● Supplied text

The top secrets of a legendary customer health score

Latest Update September 13, 2024

In an ideal world, you'd have zero churn. In an ideal world, I could also eat donuts all day and stay perfectly healthy. Sadly, we don't live in an ideal world and I can't eat donuts all day—and neither does any product have zero churn.

But that doesn't mean you shouldn't strive to prevent churn. But customers often hit you out of the blue. One day you were excited about the MRR coming in every month, the next they email you about cancelling their contract. Maybe there were things going on that you didn't know about?

It’s like the old saying, “I wasn’t sick until I visited my doctor.” Just because you don’t know there’s a problem doesn’t mean it doesn’t exist. 

And this adage applies just as much to your customer base as to your medical records.

Customer health scores allow us to study our current situation, predict rising trends, and plan for the future.

We’ll define the customer health score, metrics to help us understand it, and how to use it to decrease churn and build long-lasting customer retention. By the end of this article, you’ll have a game plan to improve product adoption and onboarding, and grow your app.

Defining customer health scores (and why they’re lifesavers)

The customer health score is the metric that helps define how likely a customer is to leave your platform. It highlights how to prevent churning for at-risk users and build better retention.

The score helps understand key insights like customer satisfaction, engagement, and retention. Customer health score combines chosen metrics and key performance indicators (KPIs) that help best define health for your unique SaaS, audience, and industry.

Remember that week where, seemingly out of the blue, you felt terrible, and your body just couldn't do the things anymore? 

Then, it dawned on you. It was months of putting off your doctors' visits and not taking care of yourself that landed you on bed rest and prescription meds.

● Problem to work on
Write out the part of the customer health score article starting at "Defining customer health" and ending at "audience, and industry.", word for word.

● Provided data
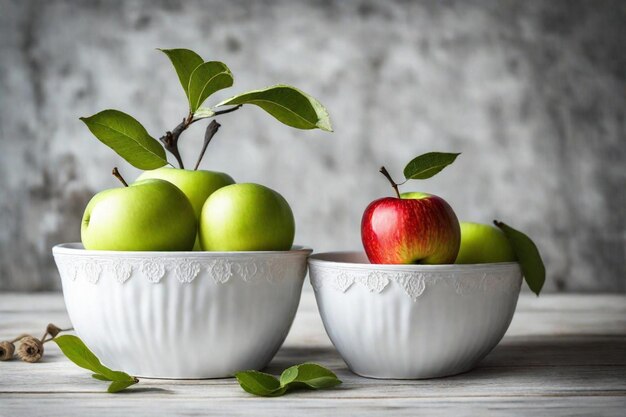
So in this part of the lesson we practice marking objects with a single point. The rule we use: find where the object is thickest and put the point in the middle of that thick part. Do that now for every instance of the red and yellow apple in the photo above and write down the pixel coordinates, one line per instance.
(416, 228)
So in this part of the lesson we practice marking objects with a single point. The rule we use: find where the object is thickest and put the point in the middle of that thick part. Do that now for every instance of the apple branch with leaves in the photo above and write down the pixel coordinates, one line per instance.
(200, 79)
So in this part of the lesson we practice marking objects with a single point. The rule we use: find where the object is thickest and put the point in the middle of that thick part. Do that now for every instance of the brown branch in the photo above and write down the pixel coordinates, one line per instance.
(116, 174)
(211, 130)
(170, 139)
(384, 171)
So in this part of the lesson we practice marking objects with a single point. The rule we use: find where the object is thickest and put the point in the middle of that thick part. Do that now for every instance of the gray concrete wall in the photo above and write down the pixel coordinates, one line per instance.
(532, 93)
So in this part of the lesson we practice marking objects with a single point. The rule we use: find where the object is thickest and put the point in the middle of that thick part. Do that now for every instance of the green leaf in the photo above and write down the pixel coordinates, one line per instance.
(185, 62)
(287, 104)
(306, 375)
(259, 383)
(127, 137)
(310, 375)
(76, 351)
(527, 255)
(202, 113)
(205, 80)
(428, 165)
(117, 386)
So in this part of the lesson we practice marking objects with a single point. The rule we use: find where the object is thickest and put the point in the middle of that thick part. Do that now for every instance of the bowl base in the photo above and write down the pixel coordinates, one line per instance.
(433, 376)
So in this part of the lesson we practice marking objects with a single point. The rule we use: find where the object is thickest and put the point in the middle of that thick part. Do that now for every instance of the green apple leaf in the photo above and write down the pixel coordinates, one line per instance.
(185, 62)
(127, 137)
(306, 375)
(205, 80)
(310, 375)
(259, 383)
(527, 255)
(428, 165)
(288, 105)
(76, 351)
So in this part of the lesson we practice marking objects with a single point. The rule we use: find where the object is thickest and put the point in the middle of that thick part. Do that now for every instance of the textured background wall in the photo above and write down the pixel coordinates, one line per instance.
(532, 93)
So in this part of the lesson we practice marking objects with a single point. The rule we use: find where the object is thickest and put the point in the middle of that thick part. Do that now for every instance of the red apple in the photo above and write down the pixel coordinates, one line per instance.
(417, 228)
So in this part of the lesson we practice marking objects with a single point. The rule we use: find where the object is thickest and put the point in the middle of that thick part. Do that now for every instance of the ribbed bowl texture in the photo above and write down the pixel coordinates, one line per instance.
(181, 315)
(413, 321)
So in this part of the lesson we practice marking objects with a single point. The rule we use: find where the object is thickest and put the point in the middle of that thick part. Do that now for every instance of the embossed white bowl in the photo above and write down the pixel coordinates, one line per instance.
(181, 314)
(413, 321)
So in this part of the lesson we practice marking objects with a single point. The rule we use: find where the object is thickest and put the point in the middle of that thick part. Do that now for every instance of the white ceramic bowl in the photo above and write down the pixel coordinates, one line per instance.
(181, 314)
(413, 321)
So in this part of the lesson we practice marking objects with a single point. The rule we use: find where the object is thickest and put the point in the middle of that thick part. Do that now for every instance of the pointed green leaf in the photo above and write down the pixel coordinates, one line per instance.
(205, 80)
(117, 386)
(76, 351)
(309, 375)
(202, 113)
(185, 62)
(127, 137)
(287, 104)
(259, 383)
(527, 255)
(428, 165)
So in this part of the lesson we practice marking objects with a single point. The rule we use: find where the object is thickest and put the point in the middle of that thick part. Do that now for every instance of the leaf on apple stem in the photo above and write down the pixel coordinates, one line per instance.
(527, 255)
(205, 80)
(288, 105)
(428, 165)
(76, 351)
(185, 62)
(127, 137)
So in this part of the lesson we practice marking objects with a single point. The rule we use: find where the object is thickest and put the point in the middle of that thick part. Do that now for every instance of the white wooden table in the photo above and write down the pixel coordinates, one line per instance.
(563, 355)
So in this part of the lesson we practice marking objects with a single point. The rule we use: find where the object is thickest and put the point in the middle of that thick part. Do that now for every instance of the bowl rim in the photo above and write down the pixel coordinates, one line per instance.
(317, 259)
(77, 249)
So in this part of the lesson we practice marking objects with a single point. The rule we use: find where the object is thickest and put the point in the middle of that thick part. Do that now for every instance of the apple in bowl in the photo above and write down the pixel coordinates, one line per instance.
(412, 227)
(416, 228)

● Finished task
Defining customer health scores (and why they’re lifesavers)

The customer health score is the metric that helps define how likely a customer is to leave your platform. It highlights how to prevent churning for at-risk users and build better retention.

The score helps understand key insights like customer satisfaction, engagement, and retention. Customer health score combines chosen metrics and key performance indicators (KPIs) that help best define health for your unique SaaS, audience, and industry.